SET EXERCISE —
Rewrite the rows below, swapping each "photograph" for "image" and keeping everything else the same. Leave the pictures out.

____ DATASET ROWS

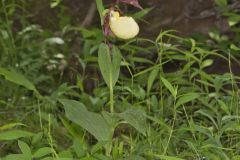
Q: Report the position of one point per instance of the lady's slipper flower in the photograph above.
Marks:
(122, 26)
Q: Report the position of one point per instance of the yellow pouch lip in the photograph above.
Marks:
(123, 27)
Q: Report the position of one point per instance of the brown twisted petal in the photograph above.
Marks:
(135, 3)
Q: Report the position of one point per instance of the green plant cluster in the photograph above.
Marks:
(135, 100)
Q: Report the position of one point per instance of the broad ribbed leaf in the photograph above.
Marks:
(92, 122)
(14, 134)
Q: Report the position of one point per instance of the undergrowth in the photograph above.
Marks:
(138, 99)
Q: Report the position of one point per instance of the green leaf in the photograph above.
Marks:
(92, 122)
(18, 79)
(186, 98)
(167, 157)
(14, 134)
(14, 157)
(169, 86)
(221, 3)
(10, 125)
(42, 152)
(136, 118)
(109, 65)
(25, 149)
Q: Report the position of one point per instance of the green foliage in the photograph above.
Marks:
(166, 97)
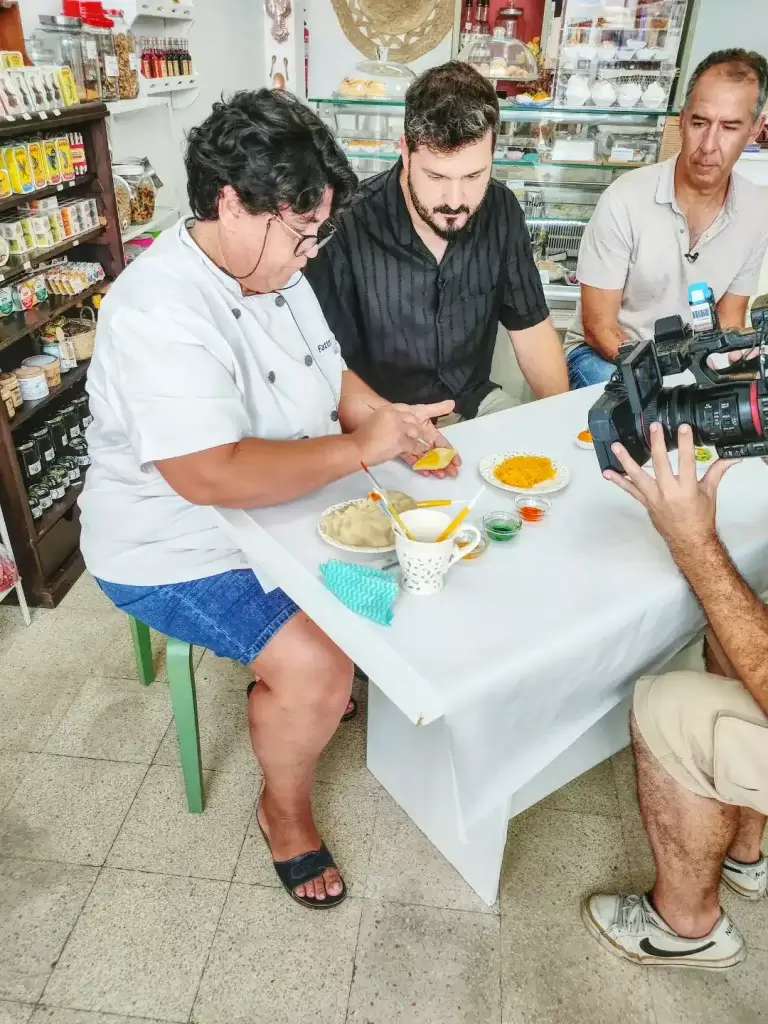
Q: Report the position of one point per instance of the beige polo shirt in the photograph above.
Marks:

________

RESPONSE —
Q: Report the position of one point per instance of the lady's slipper flower in the image above.
Marks:
(122, 26)
Q: Report the position of one point per instance of the yellow pouch lip in the image above.
Marks:
(123, 27)
Q: Report the position of one point per instance of the brown twisted petal in the image above.
Marks:
(135, 3)
Q: Report the position of one point per instance of the green plant cluster in the image above.
Marks:
(135, 100)
Q: Report the position of one point per instance of the broad ribbed leaf in the image above.
Marks:
(92, 122)
(14, 134)
Q: Report the position of one point per instance of the undergrowth in the image above.
Marks:
(138, 99)
Q: Report the position of one point per instance of the green leaf in the image above.
Marks:
(92, 122)
(18, 79)
(186, 98)
(167, 157)
(14, 134)
(14, 157)
(169, 86)
(221, 3)
(10, 125)
(42, 152)
(136, 118)
(109, 65)
(25, 149)
Q: Report the position of one point per instance of the green foliage in the image above.
Marks:
(166, 97)
Q: Report the position of one point per instance of the beige polo shirt in the image above.
Marks:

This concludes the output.